How to complete this task:
Each record must come back unchanged in your answer, stripped of its images.

* * *

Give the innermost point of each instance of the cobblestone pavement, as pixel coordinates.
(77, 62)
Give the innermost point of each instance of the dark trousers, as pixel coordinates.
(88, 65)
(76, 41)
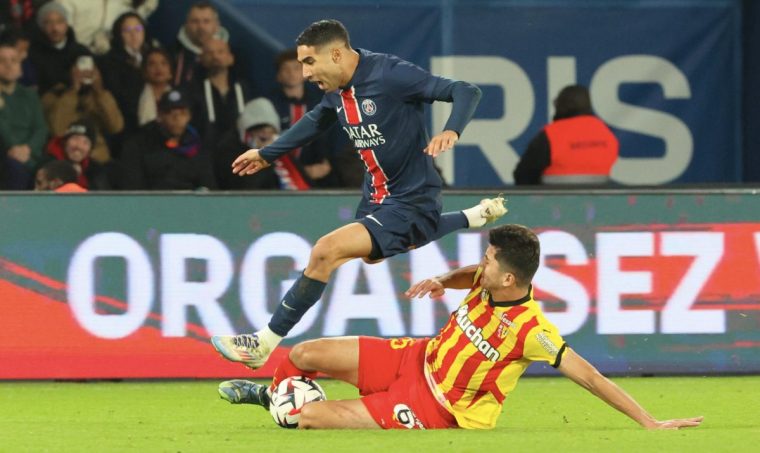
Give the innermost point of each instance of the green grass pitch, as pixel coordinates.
(543, 414)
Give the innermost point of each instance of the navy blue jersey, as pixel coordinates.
(381, 110)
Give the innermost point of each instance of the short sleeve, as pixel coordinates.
(544, 344)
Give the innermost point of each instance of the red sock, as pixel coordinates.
(287, 369)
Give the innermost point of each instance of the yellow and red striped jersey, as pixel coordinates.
(478, 356)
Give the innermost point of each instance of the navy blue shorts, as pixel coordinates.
(397, 228)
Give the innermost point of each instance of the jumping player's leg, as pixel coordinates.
(335, 357)
(330, 251)
(488, 210)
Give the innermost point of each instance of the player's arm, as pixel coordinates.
(464, 97)
(587, 376)
(311, 126)
(436, 286)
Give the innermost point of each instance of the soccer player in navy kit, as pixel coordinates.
(378, 100)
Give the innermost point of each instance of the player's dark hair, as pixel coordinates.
(517, 249)
(285, 56)
(62, 170)
(323, 32)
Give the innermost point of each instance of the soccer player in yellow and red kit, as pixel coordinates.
(458, 379)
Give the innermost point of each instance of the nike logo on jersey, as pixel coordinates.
(372, 218)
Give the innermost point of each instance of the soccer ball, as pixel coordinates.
(290, 396)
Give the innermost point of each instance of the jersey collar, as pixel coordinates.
(360, 69)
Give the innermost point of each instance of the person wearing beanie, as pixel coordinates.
(167, 154)
(219, 96)
(92, 20)
(263, 128)
(23, 130)
(76, 147)
(86, 99)
(55, 49)
(57, 176)
(576, 148)
(201, 25)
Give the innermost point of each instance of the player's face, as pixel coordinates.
(494, 275)
(320, 66)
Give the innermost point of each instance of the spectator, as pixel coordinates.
(121, 69)
(21, 37)
(58, 176)
(167, 154)
(84, 99)
(293, 99)
(22, 125)
(218, 98)
(157, 75)
(201, 24)
(92, 20)
(576, 148)
(76, 147)
(55, 50)
(20, 13)
(257, 127)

* * *

Your solution:
Give the innermost point of each instance of the cobblestone pavement, as pixel coordinates.
(77, 62)
Give the innermost point of each instance of the dark trousers, as pixel coordinates.
(88, 65)
(76, 41)
Give the innermost point of each instance of the green grass pitch, as pixel coordinates.
(543, 414)
Give the innermost point of each instance of the navy blue jersey, as pixel coordinates.
(381, 110)
Give the innermost point of each instance of the short sleeve, as pixel coordinates.
(544, 344)
Give the innermost point of each instance of the red sock, as pixel coordinates.
(287, 369)
Give the innermost point of each instance of the yellow and red striped jersey, as pixel coordinates.
(478, 356)
Give the innermost point of each instance of the navy blue shorts, as pixel coordinates.
(397, 228)
Give the innermost point of each instance of the jumping player's leg, as pixel coordinates.
(335, 357)
(330, 251)
(488, 210)
Give the innermost point of each instance of the player's arm, as pixel coordinates.
(464, 97)
(587, 376)
(311, 126)
(436, 286)
Give the innermost point of each instance of the soccer player in navy kit, as pixel coordinates.
(378, 100)
Give the innermost point of each instance of the player's dark hair, as pixel coordinates.
(517, 249)
(285, 56)
(62, 170)
(323, 32)
Give the innermost point of each instance of the soccer player in yellow and red kit, as pixel coordinates.
(458, 379)
Give the innermost point of each instance of the nike logo on jersey, as pixel coordinates.
(372, 218)
Give the innermost point of each instance of the soccer ball, as pixel coordinates.
(290, 396)
Give the innermost point of each instance of the jersey collar, as pixel coordinates.
(360, 69)
Give the innermost point of each instance of the person wearing beanie, as pixel coordinates.
(167, 154)
(219, 96)
(92, 20)
(263, 128)
(23, 130)
(76, 147)
(86, 99)
(55, 49)
(57, 176)
(576, 148)
(201, 25)
Give the innermost point of each instance of the player's face, as pixel coordinates.
(494, 275)
(320, 66)
Give the innermost point of each instance of the spectator, as pixel coordinates.
(121, 69)
(21, 37)
(58, 176)
(167, 154)
(84, 99)
(293, 99)
(22, 125)
(218, 98)
(157, 75)
(201, 24)
(92, 20)
(576, 148)
(76, 147)
(55, 50)
(20, 13)
(257, 127)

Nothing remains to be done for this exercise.